╭─ RECORDS TO PROCESS
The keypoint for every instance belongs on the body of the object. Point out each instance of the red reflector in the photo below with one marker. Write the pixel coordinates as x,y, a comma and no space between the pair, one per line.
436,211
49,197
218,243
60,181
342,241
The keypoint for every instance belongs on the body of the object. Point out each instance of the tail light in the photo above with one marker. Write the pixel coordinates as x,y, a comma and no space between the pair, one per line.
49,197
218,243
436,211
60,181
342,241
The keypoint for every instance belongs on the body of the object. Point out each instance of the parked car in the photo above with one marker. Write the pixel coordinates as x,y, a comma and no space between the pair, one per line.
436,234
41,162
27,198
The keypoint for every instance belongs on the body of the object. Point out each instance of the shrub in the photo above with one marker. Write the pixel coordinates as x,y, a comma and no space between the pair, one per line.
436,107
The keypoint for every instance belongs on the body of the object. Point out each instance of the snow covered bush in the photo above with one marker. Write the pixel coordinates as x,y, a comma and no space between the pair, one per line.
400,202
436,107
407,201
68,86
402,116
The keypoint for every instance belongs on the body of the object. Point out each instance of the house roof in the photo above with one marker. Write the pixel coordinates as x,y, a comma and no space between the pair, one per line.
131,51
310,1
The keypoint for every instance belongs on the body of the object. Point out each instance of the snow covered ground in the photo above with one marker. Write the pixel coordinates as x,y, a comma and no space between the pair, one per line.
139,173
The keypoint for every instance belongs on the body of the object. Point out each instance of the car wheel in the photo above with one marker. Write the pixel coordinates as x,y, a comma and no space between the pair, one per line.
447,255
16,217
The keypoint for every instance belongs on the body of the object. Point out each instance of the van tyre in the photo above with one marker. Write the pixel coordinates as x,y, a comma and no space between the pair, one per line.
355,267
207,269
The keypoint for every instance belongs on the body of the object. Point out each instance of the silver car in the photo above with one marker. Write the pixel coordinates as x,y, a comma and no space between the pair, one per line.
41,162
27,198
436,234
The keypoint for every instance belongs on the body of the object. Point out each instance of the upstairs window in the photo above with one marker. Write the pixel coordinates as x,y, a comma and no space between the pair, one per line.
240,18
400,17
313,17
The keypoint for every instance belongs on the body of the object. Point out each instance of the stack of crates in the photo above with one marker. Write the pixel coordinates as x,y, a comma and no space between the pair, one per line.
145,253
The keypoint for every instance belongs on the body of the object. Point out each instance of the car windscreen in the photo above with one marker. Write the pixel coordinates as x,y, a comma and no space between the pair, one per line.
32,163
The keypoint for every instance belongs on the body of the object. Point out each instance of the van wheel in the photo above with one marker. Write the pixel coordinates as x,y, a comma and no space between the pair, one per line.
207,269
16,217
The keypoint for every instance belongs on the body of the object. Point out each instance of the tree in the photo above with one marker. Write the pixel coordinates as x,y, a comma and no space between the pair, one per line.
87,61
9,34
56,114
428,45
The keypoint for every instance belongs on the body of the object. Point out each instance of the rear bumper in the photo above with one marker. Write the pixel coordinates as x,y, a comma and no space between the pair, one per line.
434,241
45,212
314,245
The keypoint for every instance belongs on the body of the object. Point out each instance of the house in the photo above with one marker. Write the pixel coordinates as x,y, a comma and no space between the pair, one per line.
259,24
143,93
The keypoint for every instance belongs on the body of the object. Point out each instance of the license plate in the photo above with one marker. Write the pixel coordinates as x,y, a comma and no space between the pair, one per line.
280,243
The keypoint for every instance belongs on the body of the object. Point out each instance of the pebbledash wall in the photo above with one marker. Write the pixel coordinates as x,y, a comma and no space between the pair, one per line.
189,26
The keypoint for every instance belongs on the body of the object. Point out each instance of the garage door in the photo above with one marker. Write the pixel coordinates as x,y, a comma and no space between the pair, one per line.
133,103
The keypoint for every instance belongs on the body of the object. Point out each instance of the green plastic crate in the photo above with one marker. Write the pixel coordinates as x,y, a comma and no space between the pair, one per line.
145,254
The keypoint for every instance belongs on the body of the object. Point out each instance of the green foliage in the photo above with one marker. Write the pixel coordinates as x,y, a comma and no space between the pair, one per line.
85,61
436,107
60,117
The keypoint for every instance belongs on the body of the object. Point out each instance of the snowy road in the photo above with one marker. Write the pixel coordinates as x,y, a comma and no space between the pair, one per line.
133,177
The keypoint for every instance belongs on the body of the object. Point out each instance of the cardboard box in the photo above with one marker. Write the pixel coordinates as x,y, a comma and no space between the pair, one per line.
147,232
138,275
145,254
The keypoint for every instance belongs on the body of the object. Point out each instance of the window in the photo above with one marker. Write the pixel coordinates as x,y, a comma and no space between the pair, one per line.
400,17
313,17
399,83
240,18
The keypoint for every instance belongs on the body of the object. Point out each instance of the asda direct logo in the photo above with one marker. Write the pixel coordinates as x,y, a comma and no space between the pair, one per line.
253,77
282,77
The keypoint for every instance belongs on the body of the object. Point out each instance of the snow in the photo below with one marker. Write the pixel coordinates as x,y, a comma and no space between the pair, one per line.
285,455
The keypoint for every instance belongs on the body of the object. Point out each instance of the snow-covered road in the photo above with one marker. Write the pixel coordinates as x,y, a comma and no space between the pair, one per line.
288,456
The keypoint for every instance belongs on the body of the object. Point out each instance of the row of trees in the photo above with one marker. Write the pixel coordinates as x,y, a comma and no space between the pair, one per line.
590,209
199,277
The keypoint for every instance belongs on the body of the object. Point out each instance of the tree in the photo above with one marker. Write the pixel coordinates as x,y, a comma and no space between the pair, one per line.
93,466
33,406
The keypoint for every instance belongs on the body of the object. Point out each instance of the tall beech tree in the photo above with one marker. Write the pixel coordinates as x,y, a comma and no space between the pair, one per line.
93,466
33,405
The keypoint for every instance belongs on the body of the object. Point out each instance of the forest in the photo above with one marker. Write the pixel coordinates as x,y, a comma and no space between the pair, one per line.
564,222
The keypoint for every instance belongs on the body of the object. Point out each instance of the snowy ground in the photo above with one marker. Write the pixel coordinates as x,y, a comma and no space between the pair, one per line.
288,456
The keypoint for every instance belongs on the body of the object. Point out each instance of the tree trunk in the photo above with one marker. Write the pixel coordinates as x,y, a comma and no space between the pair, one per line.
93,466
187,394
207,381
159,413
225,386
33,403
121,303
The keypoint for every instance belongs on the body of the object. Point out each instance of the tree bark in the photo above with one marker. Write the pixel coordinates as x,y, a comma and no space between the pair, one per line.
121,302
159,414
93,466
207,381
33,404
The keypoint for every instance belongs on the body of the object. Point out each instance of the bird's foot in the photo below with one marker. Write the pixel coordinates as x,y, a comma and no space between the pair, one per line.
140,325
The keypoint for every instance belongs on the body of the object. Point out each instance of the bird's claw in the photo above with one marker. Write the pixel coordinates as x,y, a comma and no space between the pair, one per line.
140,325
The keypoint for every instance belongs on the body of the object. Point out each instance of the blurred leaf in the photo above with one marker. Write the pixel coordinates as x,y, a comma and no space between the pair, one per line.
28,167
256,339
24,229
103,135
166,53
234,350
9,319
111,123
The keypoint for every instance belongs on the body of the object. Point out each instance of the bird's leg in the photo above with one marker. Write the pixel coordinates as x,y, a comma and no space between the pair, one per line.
╰─
YOUR INSTRUCTIONS: Nothing in the data may differ; print all of it exactly as written.

OUTPUT FOR THIS TASK:
The keypoint for every instance belongs on the body of the object. Point out each instance of the red reflector in the photo below with one marker. Write the pixel coordinates as x,y, a comma and no space between the pair, one per line.
436,211
49,197
218,243
60,181
342,241
The keypoint for every instance belongs on the body of the object. Point out each instance of the tail light in the photo above with one marker. Write the pixel coordinates as x,y, a comma and no space between the pair, one per line.
49,197
218,243
436,211
60,181
342,241
The keypoint for every instance belongs on the body of the object. Point out each instance of the parked car in the photo above with one marker. Write the pixel coordinates as x,y, a comma and no space between the pair, one per line.
436,234
41,162
27,198
The keypoint for every instance belongs on the body of the object. Point out each instance of the shrub in the photo above with one marker. Write the pixel coordinates as x,y, a comma and no space between the pair, one per line.
436,107
The keypoint for every instance belongs on the body of the object. Point out each instance of the snow covered bush in the photo above with one marker. Write the pixel coordinates as x,y, a comma and no space between the pair, one per line.
400,202
436,107
407,201
68,86
402,116
The keypoint for every instance belongs on the body of the object. Point out each instance of the house roof in the photo above with one marker. Write the pixel coordinates as x,y, a comma and no space between the pair, one per line.
131,51
310,1
The keypoint for every instance belongs on the body of the object. Point out each instance of the snow covered ground in the photo above with one marker. Write the pixel coordinates as x,y, a comma and no space between the pair, one per line.
139,173
The keypoint for every instance belongs on the body of the object. Point out each instance of the car wheel in the photo above with one marker. Write the pixel coordinates as x,y, a comma and no space between the pair, one per line.
447,255
16,217
The keypoint for every instance belongs on the body of the object. Point out each instance of the van tyre in the photo above with one marker. Write the pixel coordinates as x,y, a comma and no space between the pair, one per line.
355,267
207,269
The keypoint for every instance belongs on the body of the object. Point out each instance of the silver car in the photo above with one marker. Write the pixel coordinates as x,y, a comma and no space between the pair, one per line.
41,162
27,198
436,234
The keypoint for every instance belongs on the body of the object. Point out each instance of the upstairs window in the photo above with one marker. Write the pixel coordinates as x,y, a comma and no space between the pair, one per line.
240,18
400,17
313,17
The keypoint for every instance belongs on the body of the object. Point out each instance of the stack of crates in the photo above with one marker. Write the pixel coordinates as x,y, a comma and no space between the pair, one per line.
145,253
The keypoint for every instance belongs on the body of the object. Point out each instance of the car windscreen in the photo above with one marker. Write the pixel coordinates as x,y, a comma and no space between the pair, one per line.
32,163
The keypoint for every instance belongs on the body of the object. Point out each instance of the van wheel in the photo above with one marker. Write the pixel coordinates as x,y, a comma and no space between the pair, one per line.
207,269
16,217
The keypoint for every instance belongs on the body of the object. Point out each instance of the tree in the photo above with one marker. Write the pixel coordinates as x,y, a comma and no space between the pair, one per line.
87,61
9,34
56,114
428,45
The keypoint for every instance belongs on the body of the object. Point out each instance of the rear bumper in the photo above with one marker. Write the pixel coordinates as x,y, a comma and no space between the pair, one per line.
434,241
45,212
314,245
The keypoint for every instance belongs on the body of the object. Point out each instance of the house in the photo above with one marker. Write the pixel coordinates as x,y, a comma and no space between the pair, one per line.
259,24
143,93
The keypoint for every instance belongs on the body of the object. Point out each instance of the license plate in the photo above with one marker. Write the pixel coordinates as x,y, a comma and no space between the pair, one per line.
280,243
The keypoint for every instance belongs on the body of the object. Point out each instance of the pebbledash wall in the photo above with one marker. Write the pixel coordinates as x,y, a comma and no space between the pair, one per line.
189,26
The keypoint for every instance belongs on the body of the object. Point out each instance of the garage door in the photo above with one marker. Write the pixel coordinates as x,y, a comma and no space between the pair, one per line.
133,103
The keypoint for every instance belongs on the body of the object. Point out each instance of the green plastic crate in the photo above with one marker. Write the pixel coordinates as x,y, a comma and no space between the pair, one per line.
145,254
The keypoint for every instance belongs on the body of the object. Point out each instance of the green foliage in the photo above with one marker. Write the pixel coordinates as x,y, a comma and no space between the pair, one per line.
85,61
436,107
60,117
The keypoint for every instance belongs on the body of the object. Point out each instance of the snowy road in the photo above with one marker. Write the pixel coordinates as x,y, a comma and no space between the pair, one per line.
133,177
The keypoint for every instance belongs on the body of the object. Point out each instance of the cardboard box in the photo above with one marker. Write the pixel coordinates as x,y, a comma and no space between the pair, one per line.
147,232
138,275
145,254
The keypoint for every instance belongs on the body of the object. Point out each instance of the window in the photo above with one marker. Write the pixel coordinates as x,y, a comma and no space between the pair, one per line.
400,17
313,17
399,83
240,18
The keypoint for every instance belongs on the body of the object. Point out each instance of the asda direct logo in the photo above with one marker. Write the pixel coordinates as x,y, a comma and no space between the pair, one per line.
253,77
282,77
The keypoint for every instance belongs on the body of the object. Point out each instance of the snow in the photo below with one marker. Write the pixel coordinates as x,y, a comma and no space between the pair, one per line.
285,455
The keypoint for every instance belongs on the body of the object. Point out each instance of the snow-covered road in the photo above with one marker. Write the pixel coordinates as x,y, a comma and no space between the pair, one per line.
288,456
The keypoint for every instance belongs on the body of the object. Point out each instance of the row of trees in the photo above with one marker. Write the pixel coordinates as x,y, a comma and no space between the pair, one per line.
590,209
199,277
The keypoint for every instance belongs on the body of the object. Point out each instance of the tree in the photo above with one marker. Write the pixel coordinates as x,y, a comma and no space between the pair, one per line.
93,466
33,406
The keypoint for every instance belongs on the body of the object. Point out each instance of the tall beech tree in the photo above with one marker. Write the pixel coordinates as x,y, a comma and no space between the pair, one per line.
93,466
33,405
The keypoint for every instance belongs on the body of the object. Point out each instance of the forest in the photo above with one marker. Write the pixel coordinates as x,y, a comma and no space between the pair, one per line.
564,222
The keypoint for every instance belongs on the body of the object. Point out each instance of the snowy ground in the photo above with one marker. Write the pixel coordinates as x,y, a comma and no space between the pair, one per line.
288,456
The keypoint for every instance belongs on the body of the object. Point out each instance of the tree trunk in the photo above with one marker. Write the pixel coordinates as x,y, a comma and no space between the pair, one per line.
93,466
187,394
207,381
159,413
225,386
33,403
121,303
The keypoint for every instance belongs on the body of the object. Point out each instance of the tree bark in the photo above with one marker. Write the pixel coordinates as x,y, a comma and no space between the pair, one per line.
121,302
159,414
93,466
207,381
33,404
The keypoint for every instance belongs on the body of the object. Point out each instance of the bird's foot in the photo below with one marker. Write the pixel coordinates as x,y, a comma and no space between the pair, one per line.
140,325
The keypoint for every instance belongs on the body of the object. Point out each instance of the bird's claw in the photo above with one marker. Write the pixel coordinates as x,y, a comma and no space between the pair, one per line.
140,325
The keypoint for every instance belongs on the body of the object. Point out each instance of the blurred leaf in the photo above with one marker. Write the pixel coordinates as x,y, a comma and no space between the pair, one per line.
28,167
256,339
24,229
103,135
166,53
234,350
9,319
111,123
The keypoint for every instance belongs on the body of the object. Point out each instance of the bird's leg in the photo above with one marker. Write the pixel coordinates as x,y, a comma and no space between the pair, one per line.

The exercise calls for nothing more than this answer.